## Directions:
Pick up the forum post on splay trees after its last sentence and keep writing it.

Re: Hascall from Cornell criticizes the high overhead in Splay Trees
    blames problem on theoretical computer scientists.

First off the time per comparison is constant, whether you do one, or
a billion.  It only takes O(n) comparisons for Splay to achieve O(n
log n) performance.  The high overhead comes about because *every*
search involves doing rotation on the tree.  In fact, the sought-after
object is rotated all the way to the root of the tree (Splay is a
"move to front" heuristic for trees).

The basenote writer wanted something more efficient in time & space
than AVL trees.  That is a Tall Order.  He called AVL "inefficient in
time & space", and didn't give any reasons.  I tend to find today's
automobiles inefficient in time & space, too.

Splay trees are so simple to implement, they also save *code space*.
I wrote a splay package to find ways to speed up splay(), and
successfully designed two new splays.

## Stored records:
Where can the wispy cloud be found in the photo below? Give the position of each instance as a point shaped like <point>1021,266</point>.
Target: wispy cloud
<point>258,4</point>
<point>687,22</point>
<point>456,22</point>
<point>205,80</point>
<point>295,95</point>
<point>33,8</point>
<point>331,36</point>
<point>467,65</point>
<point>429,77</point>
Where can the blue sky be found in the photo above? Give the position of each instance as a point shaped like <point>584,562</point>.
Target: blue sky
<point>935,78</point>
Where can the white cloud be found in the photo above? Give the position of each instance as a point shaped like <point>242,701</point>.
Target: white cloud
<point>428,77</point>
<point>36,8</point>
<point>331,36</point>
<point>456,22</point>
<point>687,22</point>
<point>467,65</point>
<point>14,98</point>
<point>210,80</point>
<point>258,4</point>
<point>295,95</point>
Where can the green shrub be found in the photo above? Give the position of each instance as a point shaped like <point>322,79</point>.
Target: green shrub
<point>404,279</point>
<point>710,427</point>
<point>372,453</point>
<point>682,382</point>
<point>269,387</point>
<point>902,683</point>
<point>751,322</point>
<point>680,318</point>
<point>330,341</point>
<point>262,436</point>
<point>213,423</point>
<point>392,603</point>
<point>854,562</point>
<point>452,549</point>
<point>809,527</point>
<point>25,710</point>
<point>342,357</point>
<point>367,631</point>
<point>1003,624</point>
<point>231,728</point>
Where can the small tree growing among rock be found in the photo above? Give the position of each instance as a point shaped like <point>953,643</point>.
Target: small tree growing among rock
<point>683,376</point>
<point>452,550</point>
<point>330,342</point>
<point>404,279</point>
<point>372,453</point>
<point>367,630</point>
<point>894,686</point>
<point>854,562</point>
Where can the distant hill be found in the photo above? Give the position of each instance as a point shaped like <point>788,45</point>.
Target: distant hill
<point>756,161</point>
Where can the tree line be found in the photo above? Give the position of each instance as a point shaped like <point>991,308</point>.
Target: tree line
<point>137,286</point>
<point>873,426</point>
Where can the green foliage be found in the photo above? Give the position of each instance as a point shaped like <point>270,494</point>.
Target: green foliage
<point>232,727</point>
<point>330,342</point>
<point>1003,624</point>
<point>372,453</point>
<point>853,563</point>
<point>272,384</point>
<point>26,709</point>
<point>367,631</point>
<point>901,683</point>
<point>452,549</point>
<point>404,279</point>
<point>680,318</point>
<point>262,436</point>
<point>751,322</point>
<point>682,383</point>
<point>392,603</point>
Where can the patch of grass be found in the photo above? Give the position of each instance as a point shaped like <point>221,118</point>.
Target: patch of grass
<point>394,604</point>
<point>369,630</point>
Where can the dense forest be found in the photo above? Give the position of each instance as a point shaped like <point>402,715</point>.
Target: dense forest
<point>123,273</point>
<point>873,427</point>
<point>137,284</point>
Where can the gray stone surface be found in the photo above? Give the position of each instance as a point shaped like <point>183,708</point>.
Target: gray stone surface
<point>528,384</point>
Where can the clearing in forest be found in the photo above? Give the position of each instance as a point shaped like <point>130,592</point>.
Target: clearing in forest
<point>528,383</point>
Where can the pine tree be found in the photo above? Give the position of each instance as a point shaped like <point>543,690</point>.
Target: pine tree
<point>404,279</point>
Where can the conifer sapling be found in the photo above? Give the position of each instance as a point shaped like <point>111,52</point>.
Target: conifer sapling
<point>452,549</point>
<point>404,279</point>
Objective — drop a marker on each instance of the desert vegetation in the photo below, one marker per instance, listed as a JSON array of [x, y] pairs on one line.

## Final answer:
I agree that 20 microseconds/comparison is pretty slow, and it should
be more like 1-2 microseconds a comparison, but this package is not
absolutely as fast as possible.  In fact, you could
  (0) unroll the rotations (estimate: 65k comparisons/sec)
  (1) Implement top-down splay (estimate: 100k comparisons/sec)
  (2) Implement my splay, top-down (maybe 110k/sec)

Unlike an AVL tree, 100k comparisons becomes 100k lookups, if you're
looking up the same thing repeatedly.  So Splay can blow the doors off
AVL trees if there is much locality of reference, or insertion /
deletion.

Don Gillies, Dept. of Computer Science, University of Illinois
1304 W. Springfield, Urbana, Ill 61801      
ARPA: gillies@cs.uiuc.edu   UUCP: {uunet,harvard}!uiucdcs!gillies

hascall@atanasoff.cs.iastate.edu (John Hascall) (08/29/89)

In article <77200043@p.cs.uiuc.edu> gillies@p.cs.uiuc.edu writes:
 
}Re: Hascall from Cornell criticizes the high overhead in Splay Trees
}    blames problem on theoretical computer scientists.

  Just because we are in the middle of Iowa is no reason to call
  our university "CORNell"!
 
   Anyway, I merely pointed out that asymptotic efficiency (big O)
   does not always equate to real world efficiency.  The converse
   can also be true (i.e., qsort).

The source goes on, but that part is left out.